**PROBLEM TO WORK ON**
Gather every line of the records below that contains the string "cuff" and copy each one in full. Case counts, so a line qualifies only if its capitalization matches.

**RECORDED DATA**
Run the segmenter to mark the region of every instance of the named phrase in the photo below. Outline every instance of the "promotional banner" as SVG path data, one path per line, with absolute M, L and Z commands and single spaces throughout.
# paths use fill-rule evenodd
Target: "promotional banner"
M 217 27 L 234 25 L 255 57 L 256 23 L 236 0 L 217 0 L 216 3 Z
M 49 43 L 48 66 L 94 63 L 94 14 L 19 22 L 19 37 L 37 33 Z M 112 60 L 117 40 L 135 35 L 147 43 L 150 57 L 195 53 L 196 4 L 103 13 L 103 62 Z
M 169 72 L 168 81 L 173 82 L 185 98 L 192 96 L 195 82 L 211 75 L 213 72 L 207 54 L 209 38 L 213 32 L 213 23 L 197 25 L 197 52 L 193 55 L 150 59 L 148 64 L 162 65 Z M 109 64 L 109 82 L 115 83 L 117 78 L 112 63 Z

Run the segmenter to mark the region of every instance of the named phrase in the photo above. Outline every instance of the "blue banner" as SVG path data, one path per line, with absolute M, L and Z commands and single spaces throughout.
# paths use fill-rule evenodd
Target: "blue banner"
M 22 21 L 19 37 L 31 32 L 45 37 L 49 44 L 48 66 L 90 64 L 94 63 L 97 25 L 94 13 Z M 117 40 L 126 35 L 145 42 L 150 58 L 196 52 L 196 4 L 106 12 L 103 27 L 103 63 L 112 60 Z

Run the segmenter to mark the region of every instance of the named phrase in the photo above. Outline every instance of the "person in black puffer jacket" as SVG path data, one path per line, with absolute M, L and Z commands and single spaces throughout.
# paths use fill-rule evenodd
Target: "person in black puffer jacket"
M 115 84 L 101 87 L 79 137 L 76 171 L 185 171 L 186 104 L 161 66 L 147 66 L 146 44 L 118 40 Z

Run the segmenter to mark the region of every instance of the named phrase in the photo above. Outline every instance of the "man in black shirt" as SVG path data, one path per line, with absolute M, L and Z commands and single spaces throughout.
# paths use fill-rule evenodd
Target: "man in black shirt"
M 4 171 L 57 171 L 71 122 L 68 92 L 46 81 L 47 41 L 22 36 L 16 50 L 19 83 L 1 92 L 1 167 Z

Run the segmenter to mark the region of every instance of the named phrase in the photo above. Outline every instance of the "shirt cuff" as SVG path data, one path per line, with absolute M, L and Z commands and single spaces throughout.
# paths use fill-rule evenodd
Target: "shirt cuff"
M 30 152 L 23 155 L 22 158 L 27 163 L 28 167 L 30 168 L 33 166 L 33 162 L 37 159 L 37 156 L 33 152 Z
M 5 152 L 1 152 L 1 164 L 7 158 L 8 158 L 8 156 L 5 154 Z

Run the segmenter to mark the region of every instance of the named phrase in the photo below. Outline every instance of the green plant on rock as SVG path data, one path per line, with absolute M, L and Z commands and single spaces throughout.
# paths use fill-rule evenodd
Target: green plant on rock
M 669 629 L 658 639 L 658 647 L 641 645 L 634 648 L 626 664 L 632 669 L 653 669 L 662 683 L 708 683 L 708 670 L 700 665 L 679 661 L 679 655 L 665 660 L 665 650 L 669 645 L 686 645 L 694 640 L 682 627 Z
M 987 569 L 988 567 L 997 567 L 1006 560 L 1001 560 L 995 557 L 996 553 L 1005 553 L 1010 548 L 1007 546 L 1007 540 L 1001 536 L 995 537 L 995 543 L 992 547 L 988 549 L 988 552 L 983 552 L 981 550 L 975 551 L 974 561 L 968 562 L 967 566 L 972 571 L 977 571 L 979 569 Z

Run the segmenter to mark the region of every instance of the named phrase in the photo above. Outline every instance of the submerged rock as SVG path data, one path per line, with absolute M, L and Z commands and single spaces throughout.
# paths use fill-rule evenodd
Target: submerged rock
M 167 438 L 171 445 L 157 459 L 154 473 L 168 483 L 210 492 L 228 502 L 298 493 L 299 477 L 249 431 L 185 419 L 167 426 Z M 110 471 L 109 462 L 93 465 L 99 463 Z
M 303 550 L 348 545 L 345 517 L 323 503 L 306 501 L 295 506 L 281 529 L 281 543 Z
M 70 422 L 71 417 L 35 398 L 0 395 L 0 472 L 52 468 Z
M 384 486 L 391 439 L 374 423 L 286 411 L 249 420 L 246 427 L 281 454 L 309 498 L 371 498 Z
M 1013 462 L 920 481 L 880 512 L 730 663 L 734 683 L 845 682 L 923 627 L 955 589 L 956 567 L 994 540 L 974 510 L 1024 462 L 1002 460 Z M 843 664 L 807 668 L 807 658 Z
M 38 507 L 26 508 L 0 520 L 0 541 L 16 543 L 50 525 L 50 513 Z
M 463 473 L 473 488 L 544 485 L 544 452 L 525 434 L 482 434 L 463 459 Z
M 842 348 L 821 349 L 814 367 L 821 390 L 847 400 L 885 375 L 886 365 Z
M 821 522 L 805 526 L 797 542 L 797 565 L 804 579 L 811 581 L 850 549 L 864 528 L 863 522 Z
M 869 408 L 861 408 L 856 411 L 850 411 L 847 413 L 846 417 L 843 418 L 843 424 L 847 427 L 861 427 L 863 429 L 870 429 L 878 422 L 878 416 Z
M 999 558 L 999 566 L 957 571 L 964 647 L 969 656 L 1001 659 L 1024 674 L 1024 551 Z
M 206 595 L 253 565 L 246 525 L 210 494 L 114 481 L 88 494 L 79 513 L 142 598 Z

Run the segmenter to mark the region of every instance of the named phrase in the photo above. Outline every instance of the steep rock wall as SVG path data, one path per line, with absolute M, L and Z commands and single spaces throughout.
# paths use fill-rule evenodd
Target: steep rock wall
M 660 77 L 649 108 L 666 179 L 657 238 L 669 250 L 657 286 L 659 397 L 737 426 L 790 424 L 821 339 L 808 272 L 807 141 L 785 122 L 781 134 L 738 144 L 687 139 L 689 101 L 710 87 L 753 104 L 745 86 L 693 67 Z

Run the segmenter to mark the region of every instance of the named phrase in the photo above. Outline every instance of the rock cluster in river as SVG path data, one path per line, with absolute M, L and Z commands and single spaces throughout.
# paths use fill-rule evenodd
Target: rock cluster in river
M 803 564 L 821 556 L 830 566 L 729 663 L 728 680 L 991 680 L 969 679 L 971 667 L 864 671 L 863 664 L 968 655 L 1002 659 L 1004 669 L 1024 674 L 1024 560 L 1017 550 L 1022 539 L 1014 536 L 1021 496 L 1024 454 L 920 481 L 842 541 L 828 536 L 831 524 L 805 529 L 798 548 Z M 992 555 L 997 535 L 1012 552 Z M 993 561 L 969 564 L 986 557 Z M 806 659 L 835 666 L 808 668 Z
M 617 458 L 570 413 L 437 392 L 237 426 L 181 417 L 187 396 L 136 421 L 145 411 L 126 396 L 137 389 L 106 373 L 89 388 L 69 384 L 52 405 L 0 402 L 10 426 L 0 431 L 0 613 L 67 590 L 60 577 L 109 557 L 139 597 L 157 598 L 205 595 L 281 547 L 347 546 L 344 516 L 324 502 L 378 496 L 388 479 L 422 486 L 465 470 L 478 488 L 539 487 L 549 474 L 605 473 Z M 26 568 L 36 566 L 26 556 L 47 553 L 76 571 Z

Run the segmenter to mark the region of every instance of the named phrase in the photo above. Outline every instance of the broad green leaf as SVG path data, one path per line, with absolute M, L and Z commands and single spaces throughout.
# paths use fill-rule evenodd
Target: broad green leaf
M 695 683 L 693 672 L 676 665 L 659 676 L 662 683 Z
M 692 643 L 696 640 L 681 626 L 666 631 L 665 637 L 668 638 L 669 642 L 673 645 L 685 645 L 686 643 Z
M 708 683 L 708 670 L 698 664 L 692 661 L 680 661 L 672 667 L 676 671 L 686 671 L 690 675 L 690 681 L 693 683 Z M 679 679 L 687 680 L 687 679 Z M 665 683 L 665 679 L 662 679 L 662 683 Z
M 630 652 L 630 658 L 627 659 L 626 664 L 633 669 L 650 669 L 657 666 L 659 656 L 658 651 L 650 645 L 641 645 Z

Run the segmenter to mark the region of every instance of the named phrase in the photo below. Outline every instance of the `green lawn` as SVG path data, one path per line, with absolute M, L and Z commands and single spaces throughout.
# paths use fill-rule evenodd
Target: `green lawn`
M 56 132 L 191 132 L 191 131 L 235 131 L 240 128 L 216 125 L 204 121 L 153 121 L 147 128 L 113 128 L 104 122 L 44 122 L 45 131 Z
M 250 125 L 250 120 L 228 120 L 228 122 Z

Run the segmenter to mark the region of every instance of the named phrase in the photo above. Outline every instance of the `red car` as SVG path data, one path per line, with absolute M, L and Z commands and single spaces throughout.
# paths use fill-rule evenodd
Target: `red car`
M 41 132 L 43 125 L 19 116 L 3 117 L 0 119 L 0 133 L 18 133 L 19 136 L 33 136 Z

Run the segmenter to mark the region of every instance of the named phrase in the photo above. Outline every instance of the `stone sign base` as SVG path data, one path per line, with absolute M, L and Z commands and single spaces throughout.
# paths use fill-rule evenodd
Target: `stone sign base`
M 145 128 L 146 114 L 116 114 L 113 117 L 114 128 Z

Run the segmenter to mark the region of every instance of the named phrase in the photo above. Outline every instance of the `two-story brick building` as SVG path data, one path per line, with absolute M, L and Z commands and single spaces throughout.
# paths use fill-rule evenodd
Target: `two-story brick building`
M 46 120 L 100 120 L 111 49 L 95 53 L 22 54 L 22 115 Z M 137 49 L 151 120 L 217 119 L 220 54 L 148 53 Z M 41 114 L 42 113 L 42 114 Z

**THE SOLUTION**
Run the segmenter to mark the region of every instance of the named phrase in the photo above. Outline every instance of the "shirt cuff" as SVG path data, one path per line, with absolute M, L and Z commands and single spaces throughout.
Target: "shirt cuff"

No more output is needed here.